Text extract ->

** Begin **

Whenever possible the fluid compatibility of the O-ring compound should be rated "A". For a static seal application a rating "B" is usually acceptable, but it should be tested. Where a "B" rated compound must be used, do not expect to re-use it after disassembly. It may have swollen enough that it cannot be reassembled. When a compound rated "C" is to be tried, be sure it is first tested under the full range of operating conditions.

It is also particularly important to test seal compounds under service conditions when a strong acid is to be sealed at elevated temperatures because the rate of degradation of rubber at elevated temperatures is many times greater than the rate of degradation at room temperature.

Types of elastomers

• NBR - Acrylonitrile butadiene, Nitrile or Buna N
• HNBR - Hydrogenated nitrile, or highly saturated nitrile
• XNBR - Carboxylated nitrile
• NBR/PVC - Nitrile/PVC resin blends
• EPM, EPDM - Ethylene Propylene, and Ethylene Propylene Diene rubber
• CR - Neoprene rubber Polychloroprene
• VMQ - Silicone rubber
• FVMQ - Fluorosilicone
• AU, EU - Polyurethane rubber
• FKM - Fluorocarbon rubber
• FFKM - Perfluorocarbons
• Teflon®-FEP/PFA
• TFE/P (Aflas®) (FEPM)

Selecting the right seal material

Important to consider when selecting the right seal material:

• The primary fluids which the O-ring or Quad-Ring®/X-Ring will seal
• other fluids to which the seal will be exposed, such as cleaning fluids or lubricants
• The suitability of the material for the application’s temperature extremes - hot and cold
• The presence of abrasive external contaminants
• Lubricating the seal and mating components with an appropriate lubricant before assembling the unit

Selecting the right rubber material

Rubber is a commonly used material for O-rings. The material's flexibility allows it to take many different shapes. And its diverse properties make it suitable for use in all kinds of applications. Proper selection of the rubber material is essential to prevent leakage or other possible damage. There are four factors that are very important in this: medium, pressure, temperature and time.

• Medium - Every rubber material reacts differently to the fluids it comes into contact with. Therefore, when selecting the right rubber, you need to consider all the media the material comes into contact with, including, for example, cleaning agents.
• Temperature - Some production environments involve (extremely) low or high temperatures. Can the rubber material of the O-ring withstand this?
• Pressure - It is important to know exactly how the pressure builds up within the application in which the O-ring will be used. This is because not every rubber material can withstand (prolonged) high pressure. The hardness of the selected material plays an important role in this.
• Time - How long the O-ring should seal is also important. For the selection of the right rubber material, it is a big difference whether the seal should only function for half an hour a day or perform continuously.

** End **

Complete the following ->
[1] Sum up the O-ring material text in two sentences.
[2] Answer these questions from the O-ring material text, one line each:
(a) Why might a "B" rated compound not be reusable after disassembly?
(b) What abbreviation is listed for silicone rubber?
(c) What property of the selected material plays an important role in handling pressure?
[3] Write out the part of the O-ring material text starting with "Rubber is a" and going on through "temperature and time.", substituting "pliability" for "flexibility".

Data extract ->
** Begin **

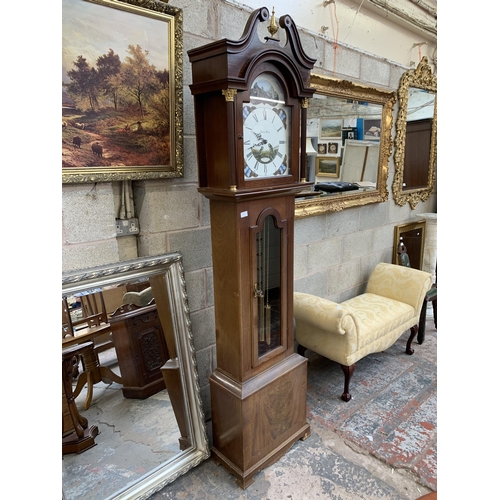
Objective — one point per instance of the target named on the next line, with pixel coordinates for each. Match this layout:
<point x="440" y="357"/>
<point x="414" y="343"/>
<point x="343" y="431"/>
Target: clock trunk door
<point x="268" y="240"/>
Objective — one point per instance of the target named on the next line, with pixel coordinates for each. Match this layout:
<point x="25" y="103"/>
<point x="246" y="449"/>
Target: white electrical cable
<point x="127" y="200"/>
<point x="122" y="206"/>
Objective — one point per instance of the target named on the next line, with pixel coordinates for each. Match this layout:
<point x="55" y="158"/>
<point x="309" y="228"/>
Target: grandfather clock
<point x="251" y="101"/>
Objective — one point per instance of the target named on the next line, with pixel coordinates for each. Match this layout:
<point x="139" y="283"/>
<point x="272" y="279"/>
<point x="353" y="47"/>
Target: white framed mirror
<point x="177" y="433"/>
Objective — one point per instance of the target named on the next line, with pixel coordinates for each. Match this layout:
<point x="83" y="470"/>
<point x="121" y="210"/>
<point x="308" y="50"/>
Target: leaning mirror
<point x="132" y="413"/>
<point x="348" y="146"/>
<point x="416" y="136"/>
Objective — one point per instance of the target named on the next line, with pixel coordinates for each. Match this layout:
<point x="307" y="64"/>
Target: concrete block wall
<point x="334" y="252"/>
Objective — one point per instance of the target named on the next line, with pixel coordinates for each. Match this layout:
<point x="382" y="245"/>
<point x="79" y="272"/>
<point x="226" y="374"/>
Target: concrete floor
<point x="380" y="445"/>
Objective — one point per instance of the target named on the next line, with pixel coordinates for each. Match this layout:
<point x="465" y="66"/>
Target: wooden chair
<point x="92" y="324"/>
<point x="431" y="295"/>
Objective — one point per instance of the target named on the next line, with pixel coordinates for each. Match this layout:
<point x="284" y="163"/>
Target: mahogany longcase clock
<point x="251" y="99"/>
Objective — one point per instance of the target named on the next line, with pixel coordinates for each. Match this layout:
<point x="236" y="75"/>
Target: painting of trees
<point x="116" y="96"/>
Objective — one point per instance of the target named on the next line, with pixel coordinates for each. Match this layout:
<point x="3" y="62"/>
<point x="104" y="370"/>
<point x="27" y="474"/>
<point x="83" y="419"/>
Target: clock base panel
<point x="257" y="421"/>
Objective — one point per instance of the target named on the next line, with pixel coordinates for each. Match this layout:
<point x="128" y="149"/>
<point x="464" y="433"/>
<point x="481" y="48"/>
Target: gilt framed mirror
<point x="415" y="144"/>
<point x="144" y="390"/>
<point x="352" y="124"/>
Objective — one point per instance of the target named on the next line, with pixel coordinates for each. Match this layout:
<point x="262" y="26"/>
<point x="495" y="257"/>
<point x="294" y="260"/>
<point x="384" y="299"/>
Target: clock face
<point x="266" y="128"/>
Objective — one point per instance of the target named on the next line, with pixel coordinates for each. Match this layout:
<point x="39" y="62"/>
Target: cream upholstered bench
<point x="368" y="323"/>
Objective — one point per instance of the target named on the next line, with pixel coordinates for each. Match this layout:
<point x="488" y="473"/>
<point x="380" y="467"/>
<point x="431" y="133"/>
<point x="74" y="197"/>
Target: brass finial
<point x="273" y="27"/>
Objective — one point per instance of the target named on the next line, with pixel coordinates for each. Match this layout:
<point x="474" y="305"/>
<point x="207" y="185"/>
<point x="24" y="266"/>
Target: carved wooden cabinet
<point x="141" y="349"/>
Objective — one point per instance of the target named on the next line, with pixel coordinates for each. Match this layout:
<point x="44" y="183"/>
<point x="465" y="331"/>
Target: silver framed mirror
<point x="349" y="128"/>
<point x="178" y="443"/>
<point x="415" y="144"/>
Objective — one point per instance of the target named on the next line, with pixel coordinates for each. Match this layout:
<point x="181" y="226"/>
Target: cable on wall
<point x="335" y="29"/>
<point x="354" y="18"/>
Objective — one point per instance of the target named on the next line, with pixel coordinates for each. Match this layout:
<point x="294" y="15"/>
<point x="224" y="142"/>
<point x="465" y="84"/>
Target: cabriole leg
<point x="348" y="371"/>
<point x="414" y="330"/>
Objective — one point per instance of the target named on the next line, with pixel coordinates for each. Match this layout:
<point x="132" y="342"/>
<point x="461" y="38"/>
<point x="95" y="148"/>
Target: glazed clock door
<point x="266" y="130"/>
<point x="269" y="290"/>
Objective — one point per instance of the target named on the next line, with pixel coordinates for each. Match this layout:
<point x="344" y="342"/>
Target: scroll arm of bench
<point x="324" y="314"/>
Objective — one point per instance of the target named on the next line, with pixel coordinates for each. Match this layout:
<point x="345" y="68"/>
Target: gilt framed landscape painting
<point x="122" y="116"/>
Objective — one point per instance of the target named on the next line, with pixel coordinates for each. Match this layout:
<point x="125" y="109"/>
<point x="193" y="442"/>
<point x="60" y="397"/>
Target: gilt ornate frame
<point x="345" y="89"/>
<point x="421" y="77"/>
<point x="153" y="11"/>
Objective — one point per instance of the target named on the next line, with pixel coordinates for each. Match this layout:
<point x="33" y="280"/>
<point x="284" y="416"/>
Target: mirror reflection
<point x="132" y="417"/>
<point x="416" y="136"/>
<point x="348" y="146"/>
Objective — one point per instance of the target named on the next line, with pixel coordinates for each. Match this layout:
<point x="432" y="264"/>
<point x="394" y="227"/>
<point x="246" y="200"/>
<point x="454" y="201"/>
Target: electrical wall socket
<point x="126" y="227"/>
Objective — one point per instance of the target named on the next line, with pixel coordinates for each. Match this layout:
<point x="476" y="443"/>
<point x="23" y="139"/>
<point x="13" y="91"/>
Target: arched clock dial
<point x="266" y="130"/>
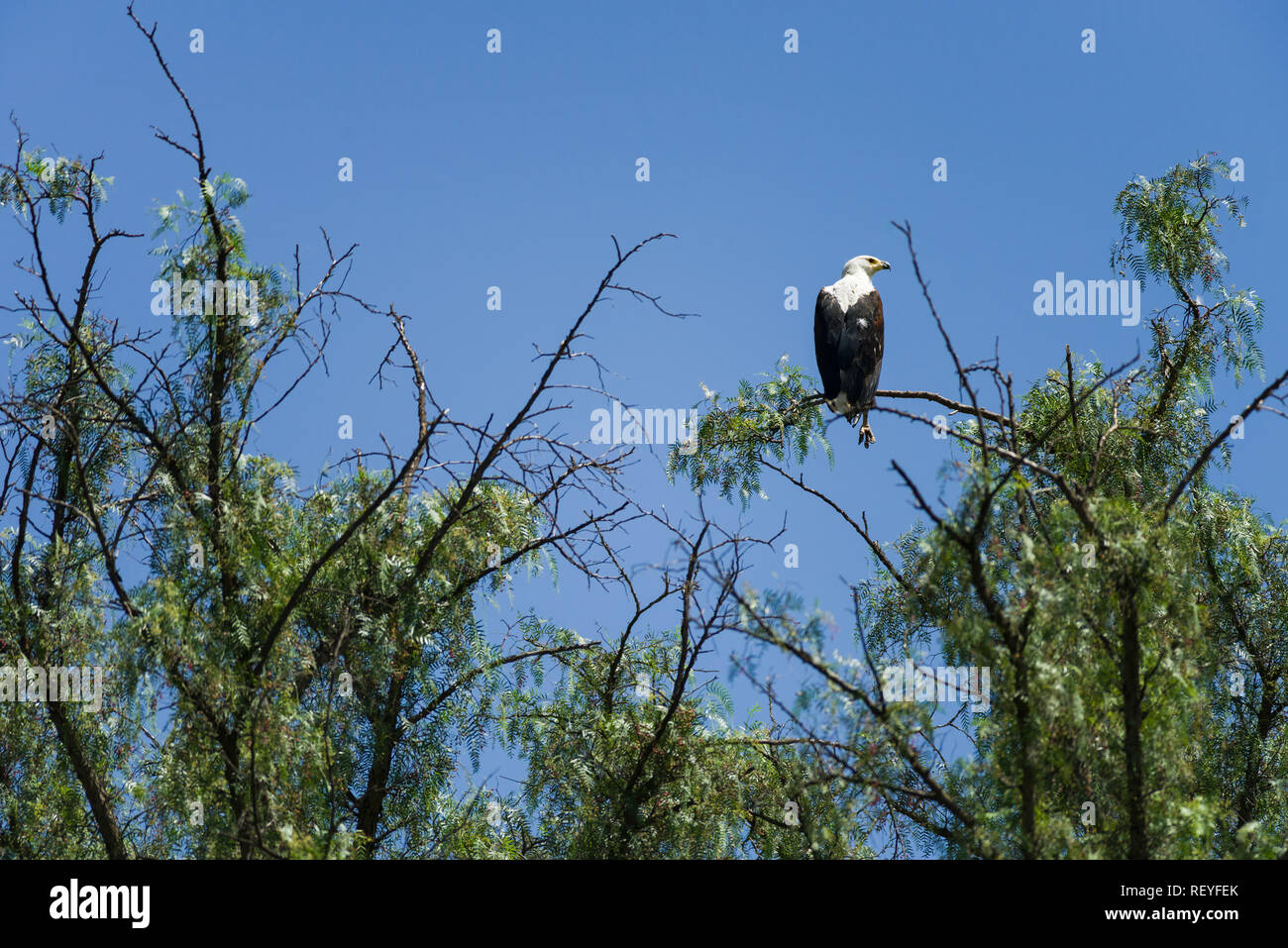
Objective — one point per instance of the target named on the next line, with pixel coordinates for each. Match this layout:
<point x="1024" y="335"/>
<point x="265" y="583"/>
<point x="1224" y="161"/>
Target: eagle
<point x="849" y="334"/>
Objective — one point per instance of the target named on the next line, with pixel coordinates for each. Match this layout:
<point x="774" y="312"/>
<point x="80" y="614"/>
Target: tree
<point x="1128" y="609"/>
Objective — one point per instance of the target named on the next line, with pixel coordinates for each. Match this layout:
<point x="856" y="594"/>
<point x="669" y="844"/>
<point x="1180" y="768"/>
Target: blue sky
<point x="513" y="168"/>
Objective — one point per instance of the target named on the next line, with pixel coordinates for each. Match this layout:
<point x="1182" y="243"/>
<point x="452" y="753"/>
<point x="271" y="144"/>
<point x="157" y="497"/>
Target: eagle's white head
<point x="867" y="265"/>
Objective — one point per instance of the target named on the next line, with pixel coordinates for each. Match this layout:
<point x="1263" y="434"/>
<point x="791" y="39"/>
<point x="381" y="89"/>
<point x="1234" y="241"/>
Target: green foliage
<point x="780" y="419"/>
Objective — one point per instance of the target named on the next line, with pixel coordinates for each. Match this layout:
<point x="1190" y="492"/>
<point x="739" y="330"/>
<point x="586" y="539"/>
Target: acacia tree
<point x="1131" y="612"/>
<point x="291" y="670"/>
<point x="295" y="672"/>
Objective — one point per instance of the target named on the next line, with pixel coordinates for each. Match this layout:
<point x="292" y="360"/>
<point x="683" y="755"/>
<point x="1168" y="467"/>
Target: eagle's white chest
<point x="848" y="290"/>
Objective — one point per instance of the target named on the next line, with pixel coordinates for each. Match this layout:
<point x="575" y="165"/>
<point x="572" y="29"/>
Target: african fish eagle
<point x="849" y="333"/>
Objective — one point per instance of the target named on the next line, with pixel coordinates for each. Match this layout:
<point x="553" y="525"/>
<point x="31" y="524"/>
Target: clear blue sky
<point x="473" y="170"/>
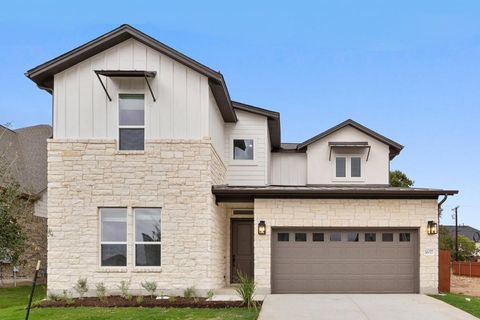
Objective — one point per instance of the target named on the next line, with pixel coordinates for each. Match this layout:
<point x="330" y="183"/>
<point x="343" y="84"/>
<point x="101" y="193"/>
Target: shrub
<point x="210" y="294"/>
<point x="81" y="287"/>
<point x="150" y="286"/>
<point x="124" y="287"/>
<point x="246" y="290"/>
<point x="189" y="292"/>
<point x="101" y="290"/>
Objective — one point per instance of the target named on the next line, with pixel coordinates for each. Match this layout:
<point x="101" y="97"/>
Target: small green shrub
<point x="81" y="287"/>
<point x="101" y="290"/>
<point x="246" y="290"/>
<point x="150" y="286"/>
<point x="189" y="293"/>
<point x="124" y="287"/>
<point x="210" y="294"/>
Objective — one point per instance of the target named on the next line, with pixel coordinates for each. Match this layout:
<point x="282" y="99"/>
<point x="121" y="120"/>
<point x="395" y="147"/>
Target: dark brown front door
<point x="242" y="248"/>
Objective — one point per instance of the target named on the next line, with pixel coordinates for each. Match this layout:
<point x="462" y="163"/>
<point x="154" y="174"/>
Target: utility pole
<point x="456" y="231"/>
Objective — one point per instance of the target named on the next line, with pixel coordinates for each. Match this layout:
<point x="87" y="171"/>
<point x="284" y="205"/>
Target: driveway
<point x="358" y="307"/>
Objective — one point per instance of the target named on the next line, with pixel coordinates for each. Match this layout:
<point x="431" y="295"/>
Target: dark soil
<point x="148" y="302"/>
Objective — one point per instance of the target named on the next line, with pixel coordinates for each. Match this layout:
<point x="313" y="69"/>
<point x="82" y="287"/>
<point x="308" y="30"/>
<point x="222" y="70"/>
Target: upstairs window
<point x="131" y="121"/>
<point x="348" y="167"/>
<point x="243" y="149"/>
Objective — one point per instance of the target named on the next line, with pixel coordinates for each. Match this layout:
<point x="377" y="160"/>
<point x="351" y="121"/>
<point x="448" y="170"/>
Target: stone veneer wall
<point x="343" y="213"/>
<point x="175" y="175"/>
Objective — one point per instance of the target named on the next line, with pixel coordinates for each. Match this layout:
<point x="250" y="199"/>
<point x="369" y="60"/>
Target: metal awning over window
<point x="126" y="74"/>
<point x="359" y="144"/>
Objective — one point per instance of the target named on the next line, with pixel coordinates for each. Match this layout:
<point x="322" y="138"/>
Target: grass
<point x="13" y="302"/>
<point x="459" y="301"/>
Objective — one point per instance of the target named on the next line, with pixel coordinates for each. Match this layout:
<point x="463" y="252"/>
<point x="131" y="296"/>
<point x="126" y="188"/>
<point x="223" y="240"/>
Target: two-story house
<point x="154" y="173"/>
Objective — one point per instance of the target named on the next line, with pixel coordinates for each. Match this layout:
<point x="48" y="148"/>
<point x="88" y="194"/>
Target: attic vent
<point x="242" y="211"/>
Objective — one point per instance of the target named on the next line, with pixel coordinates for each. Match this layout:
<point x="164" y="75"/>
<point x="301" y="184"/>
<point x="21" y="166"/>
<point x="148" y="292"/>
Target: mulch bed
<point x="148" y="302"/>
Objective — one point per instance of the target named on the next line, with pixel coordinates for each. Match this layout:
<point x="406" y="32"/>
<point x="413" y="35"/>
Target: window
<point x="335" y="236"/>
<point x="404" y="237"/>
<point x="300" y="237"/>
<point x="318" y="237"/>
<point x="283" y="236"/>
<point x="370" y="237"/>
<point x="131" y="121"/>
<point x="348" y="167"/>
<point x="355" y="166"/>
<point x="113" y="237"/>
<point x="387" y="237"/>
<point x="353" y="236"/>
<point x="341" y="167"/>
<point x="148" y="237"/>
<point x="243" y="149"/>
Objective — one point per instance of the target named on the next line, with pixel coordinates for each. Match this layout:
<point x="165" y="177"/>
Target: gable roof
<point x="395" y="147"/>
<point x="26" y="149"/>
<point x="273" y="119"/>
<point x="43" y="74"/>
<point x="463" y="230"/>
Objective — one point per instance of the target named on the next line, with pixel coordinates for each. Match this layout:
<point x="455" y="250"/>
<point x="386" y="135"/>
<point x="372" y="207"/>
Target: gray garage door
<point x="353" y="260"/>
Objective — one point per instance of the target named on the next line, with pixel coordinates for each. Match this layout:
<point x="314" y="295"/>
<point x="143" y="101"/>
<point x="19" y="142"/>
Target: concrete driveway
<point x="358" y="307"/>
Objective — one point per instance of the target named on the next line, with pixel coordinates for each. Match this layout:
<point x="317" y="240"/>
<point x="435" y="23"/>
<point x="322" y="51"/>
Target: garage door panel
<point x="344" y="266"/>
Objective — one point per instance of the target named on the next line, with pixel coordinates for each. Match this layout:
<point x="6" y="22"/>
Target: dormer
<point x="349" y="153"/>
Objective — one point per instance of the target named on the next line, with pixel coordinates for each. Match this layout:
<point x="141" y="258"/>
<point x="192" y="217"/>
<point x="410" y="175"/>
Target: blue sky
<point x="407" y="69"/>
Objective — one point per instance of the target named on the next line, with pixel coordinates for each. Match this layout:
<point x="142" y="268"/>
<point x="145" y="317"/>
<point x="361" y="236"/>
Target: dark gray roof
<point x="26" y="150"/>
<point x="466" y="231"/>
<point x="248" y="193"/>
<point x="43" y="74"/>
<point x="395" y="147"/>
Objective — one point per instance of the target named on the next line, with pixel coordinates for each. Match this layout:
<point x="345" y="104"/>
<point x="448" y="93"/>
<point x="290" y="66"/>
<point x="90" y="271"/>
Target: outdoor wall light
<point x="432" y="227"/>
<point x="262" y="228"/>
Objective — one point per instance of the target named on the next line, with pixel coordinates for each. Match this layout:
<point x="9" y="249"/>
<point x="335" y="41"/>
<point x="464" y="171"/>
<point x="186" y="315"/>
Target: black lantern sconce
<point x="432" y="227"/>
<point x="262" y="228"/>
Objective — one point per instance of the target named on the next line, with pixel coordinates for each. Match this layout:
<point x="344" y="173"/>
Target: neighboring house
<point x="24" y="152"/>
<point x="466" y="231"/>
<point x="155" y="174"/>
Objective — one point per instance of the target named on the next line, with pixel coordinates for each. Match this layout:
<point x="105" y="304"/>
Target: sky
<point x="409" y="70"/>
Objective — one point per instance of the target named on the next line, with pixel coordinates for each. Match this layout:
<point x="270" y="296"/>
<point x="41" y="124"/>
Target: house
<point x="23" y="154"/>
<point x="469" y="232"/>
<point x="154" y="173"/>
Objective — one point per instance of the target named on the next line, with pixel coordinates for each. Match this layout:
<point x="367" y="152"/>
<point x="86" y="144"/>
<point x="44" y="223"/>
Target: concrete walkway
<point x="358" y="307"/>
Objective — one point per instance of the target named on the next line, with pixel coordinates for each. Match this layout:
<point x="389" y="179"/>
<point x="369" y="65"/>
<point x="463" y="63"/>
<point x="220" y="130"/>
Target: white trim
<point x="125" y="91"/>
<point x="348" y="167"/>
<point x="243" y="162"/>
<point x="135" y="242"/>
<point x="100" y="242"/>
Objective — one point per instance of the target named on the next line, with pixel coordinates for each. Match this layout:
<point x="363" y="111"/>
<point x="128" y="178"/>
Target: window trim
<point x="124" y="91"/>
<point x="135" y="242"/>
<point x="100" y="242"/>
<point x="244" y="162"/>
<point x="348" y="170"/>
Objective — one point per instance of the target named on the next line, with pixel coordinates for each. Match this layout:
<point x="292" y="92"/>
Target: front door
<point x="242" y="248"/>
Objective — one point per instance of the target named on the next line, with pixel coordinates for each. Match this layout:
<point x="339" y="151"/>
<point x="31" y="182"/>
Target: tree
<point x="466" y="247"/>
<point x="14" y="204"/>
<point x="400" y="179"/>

** End **

Replies ->
[1] Whenever possible an O-ring compound should have an "A" fluid compatibility rating, a "B" rating is usually acceptable for a static seal but should be tested, and a "C" rated compound must first be tested under the full range of operating conditions. Choosing the right rubber for an O-ring depends on four key factors (medium, pressure, temperature and time), and the right choice is essential to prevent leakage or other damage.

[2]
(a) It may have swollen enough that it cannot be reassembled.
(b) VMQ
(c) Its hardness

[3]
Rubber is a commonly used material for O-rings. The material's pliability allows it to take many different shapes. And its diverse properties make it suitable for use in all kinds of applications. Proper selection of the rubber material is essential to prevent leakage or other possible damage. There are four factors that are very important in this: medium, pressure, temperature and time.